#### DONNÉES FOURNIES:
-----

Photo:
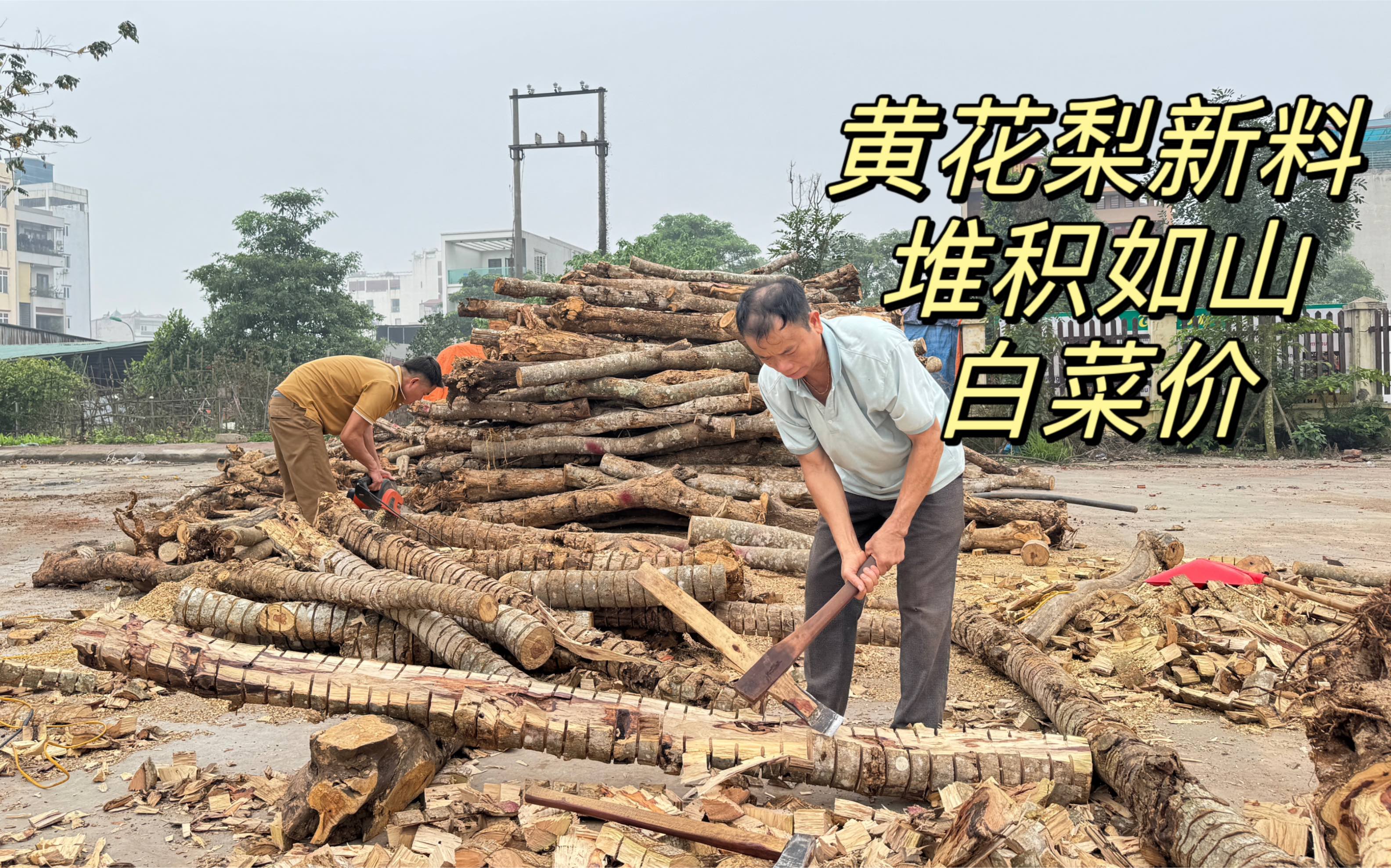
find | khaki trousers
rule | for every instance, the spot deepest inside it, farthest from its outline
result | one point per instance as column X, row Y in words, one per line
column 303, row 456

-----

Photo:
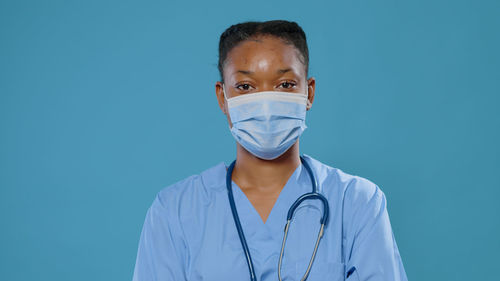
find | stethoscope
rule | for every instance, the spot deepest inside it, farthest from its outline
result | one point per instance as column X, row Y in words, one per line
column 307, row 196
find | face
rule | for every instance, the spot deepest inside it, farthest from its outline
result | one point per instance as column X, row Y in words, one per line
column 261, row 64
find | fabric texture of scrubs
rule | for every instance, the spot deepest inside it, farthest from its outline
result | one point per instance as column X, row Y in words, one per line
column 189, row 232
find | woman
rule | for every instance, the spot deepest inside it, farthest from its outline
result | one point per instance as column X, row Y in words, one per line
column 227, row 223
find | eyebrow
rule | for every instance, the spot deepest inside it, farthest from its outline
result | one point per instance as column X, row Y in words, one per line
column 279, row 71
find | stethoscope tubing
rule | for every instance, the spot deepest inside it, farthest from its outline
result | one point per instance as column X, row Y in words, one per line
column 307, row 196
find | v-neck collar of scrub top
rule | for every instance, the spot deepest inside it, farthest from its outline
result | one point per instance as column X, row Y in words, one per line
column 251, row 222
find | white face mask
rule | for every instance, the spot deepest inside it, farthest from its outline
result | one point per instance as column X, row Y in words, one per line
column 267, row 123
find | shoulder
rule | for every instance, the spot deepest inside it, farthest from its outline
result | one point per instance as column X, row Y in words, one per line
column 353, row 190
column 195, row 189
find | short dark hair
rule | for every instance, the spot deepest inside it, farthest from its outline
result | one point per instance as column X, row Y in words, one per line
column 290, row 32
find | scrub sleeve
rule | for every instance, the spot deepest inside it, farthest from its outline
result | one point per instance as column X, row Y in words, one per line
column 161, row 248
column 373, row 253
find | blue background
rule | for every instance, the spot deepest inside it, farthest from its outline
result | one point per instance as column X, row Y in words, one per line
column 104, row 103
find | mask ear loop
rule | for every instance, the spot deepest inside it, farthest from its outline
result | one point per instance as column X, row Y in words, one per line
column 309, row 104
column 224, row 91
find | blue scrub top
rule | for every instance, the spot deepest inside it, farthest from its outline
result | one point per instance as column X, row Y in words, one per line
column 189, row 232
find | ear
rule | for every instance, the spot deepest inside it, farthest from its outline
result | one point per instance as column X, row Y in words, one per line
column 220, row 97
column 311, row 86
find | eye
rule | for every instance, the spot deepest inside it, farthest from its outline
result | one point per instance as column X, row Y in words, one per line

-----

#### CONSIGNE:
Recopiez la partie du matériel qui s'ouvre sur la ligne contenant « find | v-neck collar of scrub top » et se ferme sur celle contenant « column 195, row 189 », en substituant « elbow » à « shoulder » sans rien modifier d'autre.

#### CORRIGÉ:
find | v-neck collar of scrub top
rule | for every instance, the spot deepest inside it, farthest from its outline
result | one point per instance as column X, row Y in words, one per line
column 251, row 222
find | white face mask
rule | for every instance, the spot deepest inside it, farthest from its outline
result | one point per instance as column X, row Y in words, one per line
column 267, row 123
find | elbow
rule | for every instance, the spot deepest inside it, farthest from its outline
result | one point per instance as column X, row Y in words, one per line
column 353, row 190
column 195, row 189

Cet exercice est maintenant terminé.